YOUR OBJECTIVE: Only the lines from the one containing "Query: rocky terrain" through the end of the entries should be repeated, exactly as they appear, first and last included.

(Stored items from a collection)
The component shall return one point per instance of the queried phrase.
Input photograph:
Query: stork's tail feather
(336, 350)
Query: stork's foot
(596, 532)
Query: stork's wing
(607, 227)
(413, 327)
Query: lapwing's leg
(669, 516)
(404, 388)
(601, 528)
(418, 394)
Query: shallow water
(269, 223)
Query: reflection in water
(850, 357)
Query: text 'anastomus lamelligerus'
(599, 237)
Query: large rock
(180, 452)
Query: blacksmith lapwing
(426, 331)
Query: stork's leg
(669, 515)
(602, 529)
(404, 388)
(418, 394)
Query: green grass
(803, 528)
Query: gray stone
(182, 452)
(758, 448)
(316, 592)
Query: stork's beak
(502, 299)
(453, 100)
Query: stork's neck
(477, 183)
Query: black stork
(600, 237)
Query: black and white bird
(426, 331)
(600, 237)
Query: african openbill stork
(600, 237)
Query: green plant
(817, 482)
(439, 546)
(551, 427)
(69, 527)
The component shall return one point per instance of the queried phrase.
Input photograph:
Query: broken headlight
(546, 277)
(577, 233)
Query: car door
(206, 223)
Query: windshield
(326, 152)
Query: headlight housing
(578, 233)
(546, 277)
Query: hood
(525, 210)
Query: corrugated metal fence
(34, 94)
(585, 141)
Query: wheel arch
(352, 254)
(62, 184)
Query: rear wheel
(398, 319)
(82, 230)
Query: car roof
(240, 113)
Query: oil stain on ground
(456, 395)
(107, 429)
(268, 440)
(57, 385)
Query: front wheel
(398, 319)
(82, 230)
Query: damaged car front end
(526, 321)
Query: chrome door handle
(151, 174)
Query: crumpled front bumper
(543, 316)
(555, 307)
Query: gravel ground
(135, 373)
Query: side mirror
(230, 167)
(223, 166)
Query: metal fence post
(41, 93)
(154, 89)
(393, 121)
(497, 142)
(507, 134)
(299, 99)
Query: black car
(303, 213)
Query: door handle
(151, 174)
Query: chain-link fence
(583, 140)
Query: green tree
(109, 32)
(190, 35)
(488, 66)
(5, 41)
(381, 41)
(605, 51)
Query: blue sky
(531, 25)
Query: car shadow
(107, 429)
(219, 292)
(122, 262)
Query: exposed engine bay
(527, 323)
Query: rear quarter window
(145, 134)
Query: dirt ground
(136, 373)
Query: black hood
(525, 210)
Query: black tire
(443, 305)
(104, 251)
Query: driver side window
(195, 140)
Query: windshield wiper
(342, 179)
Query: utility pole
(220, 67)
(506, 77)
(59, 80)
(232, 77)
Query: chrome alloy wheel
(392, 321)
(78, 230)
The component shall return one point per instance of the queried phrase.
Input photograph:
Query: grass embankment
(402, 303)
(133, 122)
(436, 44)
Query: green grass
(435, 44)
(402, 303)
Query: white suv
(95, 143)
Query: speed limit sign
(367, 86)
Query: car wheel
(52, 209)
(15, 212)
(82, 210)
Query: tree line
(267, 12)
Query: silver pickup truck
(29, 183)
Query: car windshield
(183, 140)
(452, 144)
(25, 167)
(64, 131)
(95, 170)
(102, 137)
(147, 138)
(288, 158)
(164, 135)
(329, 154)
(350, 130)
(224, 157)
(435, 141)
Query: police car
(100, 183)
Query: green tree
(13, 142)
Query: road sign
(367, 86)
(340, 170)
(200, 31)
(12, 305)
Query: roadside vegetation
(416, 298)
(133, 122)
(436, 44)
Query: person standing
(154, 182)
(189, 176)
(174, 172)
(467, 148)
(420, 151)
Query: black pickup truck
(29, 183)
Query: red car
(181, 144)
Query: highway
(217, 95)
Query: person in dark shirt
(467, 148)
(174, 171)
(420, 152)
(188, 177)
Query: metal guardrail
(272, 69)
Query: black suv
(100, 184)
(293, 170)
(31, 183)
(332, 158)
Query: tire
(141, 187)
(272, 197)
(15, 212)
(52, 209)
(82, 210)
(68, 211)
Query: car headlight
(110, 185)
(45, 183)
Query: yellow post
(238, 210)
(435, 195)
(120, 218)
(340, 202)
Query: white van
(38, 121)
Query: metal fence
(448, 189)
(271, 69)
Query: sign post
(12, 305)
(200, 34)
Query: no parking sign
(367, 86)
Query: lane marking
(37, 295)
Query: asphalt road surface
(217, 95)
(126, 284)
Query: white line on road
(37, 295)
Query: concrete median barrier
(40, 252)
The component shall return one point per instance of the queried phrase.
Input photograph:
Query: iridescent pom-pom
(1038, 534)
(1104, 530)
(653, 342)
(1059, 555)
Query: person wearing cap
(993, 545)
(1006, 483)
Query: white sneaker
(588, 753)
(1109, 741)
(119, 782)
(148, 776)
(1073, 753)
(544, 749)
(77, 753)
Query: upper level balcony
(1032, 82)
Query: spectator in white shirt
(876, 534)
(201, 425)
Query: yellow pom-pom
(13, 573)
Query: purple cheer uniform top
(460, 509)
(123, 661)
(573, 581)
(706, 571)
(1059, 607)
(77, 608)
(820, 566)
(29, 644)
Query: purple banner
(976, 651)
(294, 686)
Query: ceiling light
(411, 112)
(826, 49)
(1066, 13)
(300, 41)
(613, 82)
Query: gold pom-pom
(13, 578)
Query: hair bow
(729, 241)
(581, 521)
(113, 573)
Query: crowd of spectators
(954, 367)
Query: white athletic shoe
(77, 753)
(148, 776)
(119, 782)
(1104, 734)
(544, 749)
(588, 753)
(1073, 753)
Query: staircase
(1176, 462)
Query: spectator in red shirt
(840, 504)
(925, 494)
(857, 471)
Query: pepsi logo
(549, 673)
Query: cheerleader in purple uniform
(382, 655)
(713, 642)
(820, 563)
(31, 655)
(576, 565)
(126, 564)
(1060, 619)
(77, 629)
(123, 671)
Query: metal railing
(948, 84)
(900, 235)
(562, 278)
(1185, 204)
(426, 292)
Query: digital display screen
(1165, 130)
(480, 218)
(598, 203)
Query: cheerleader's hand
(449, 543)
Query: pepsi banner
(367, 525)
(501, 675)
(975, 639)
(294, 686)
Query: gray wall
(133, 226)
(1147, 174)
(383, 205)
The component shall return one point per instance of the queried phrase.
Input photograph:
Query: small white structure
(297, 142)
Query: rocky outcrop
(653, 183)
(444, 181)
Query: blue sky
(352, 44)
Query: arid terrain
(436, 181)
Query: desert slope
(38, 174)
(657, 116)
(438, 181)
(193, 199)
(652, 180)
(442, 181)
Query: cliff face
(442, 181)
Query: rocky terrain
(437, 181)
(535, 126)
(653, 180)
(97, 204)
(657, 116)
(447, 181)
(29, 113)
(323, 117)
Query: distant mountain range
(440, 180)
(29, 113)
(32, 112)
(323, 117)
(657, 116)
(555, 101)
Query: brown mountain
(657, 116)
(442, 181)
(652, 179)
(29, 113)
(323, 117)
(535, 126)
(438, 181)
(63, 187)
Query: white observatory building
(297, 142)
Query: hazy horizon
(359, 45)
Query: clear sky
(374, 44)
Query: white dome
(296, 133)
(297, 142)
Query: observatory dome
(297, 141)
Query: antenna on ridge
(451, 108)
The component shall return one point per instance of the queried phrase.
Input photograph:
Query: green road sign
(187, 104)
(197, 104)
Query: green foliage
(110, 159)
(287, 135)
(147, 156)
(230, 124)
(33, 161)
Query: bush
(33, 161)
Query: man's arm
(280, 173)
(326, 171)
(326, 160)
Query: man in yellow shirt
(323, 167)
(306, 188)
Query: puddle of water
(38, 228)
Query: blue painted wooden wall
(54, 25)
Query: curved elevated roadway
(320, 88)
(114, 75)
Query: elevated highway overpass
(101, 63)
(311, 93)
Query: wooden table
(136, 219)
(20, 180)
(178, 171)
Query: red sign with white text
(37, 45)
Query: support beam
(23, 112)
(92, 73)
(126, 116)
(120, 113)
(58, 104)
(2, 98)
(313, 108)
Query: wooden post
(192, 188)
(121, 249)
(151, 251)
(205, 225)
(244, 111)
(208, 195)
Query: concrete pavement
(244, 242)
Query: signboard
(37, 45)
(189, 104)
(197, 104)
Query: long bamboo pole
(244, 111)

WRITTEN SOLUTION:
Query: rocky terrain
(437, 181)
(535, 126)
(653, 180)
(97, 204)
(657, 116)
(447, 181)
(29, 113)
(323, 117)
Query: distant mountain range
(440, 180)
(29, 113)
(32, 112)
(323, 117)
(657, 116)
(555, 101)
Query: brown mountain
(657, 116)
(442, 181)
(652, 179)
(29, 113)
(323, 117)
(535, 126)
(438, 181)
(63, 187)
Query: white observatory building
(297, 142)
Query: hazy horizon
(359, 45)
Query: clear sky
(374, 44)
Query: white dome
(296, 133)
(297, 142)
Query: observatory dome
(297, 141)
Query: antenna on ridge
(451, 108)
The component shall return one point per instance of the queried phrase.
Input photograph:
Query: green road sign
(187, 104)
(197, 104)
Query: green foliage
(110, 159)
(287, 135)
(147, 156)
(230, 124)
(33, 161)
Query: bush
(33, 161)
Query: man's arm
(280, 173)
(326, 171)
(326, 160)
Query: man in yellow shirt
(323, 167)
(306, 188)
Query: puddle of water
(38, 228)
Query: blue painted wooden wall
(54, 25)
Query: curved elevated roadway
(320, 88)
(114, 75)
Query: elevated highway overpass
(101, 63)
(311, 93)
Query: wooden table
(136, 219)
(20, 180)
(178, 171)
Query: red sign with white text
(37, 45)
Query: support beam
(23, 112)
(92, 73)
(126, 116)
(120, 113)
(58, 104)
(2, 98)
(313, 108)
Query: wooden post
(192, 188)
(121, 249)
(151, 251)
(205, 225)
(244, 111)
(208, 195)
Query: concrete pavement
(244, 242)
Query: signboard
(37, 45)
(189, 104)
(197, 104)
Query: long bamboo pole
(244, 111)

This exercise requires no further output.